**DIRECTIONS FOR THIS TASK:** Rewrite all of the material below, requests included, and move every point by adding 67 to each x and y coordinate in the answers. Leave the pictures out.

====== GIVEN DATA ======

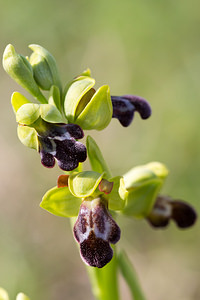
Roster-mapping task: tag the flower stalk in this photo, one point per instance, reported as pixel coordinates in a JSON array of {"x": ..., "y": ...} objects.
[{"x": 89, "y": 197}]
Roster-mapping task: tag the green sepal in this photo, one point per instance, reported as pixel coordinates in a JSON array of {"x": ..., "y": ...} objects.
[
  {"x": 142, "y": 174},
  {"x": 84, "y": 184},
  {"x": 97, "y": 161},
  {"x": 78, "y": 169},
  {"x": 140, "y": 200},
  {"x": 22, "y": 296},
  {"x": 143, "y": 184},
  {"x": 19, "y": 69},
  {"x": 60, "y": 202},
  {"x": 97, "y": 114},
  {"x": 50, "y": 113},
  {"x": 44, "y": 67},
  {"x": 28, "y": 136},
  {"x": 77, "y": 89},
  {"x": 28, "y": 113},
  {"x": 17, "y": 100},
  {"x": 3, "y": 294},
  {"x": 54, "y": 97},
  {"x": 116, "y": 198},
  {"x": 86, "y": 72}
]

======

**EXERCISE OUTPUT:**
Roster-mapping task: tag the flower stalk in this photo, one point per instance, reported as pixel coordinates in a JSON array of {"x": ..., "y": ...} objects.
[{"x": 156, "y": 264}]
Roster-mapping task: tag the green sepal in this photo, one point per instance, reported as pixel coordinates in a JSON array of {"x": ..., "y": ...} objects.
[
  {"x": 209, "y": 241},
  {"x": 151, "y": 251},
  {"x": 164, "y": 228},
  {"x": 145, "y": 236},
  {"x": 207, "y": 267},
  {"x": 89, "y": 363},
  {"x": 210, "y": 251},
  {"x": 86, "y": 136},
  {"x": 127, "y": 269},
  {"x": 164, "y": 181},
  {"x": 117, "y": 180},
  {"x": 111, "y": 134},
  {"x": 95, "y": 203},
  {"x": 144, "y": 156},
  {"x": 95, "y": 180},
  {"x": 84, "y": 167},
  {"x": 70, "y": 361},
  {"x": 121, "y": 164},
  {"x": 183, "y": 265},
  {"x": 153, "y": 139}
]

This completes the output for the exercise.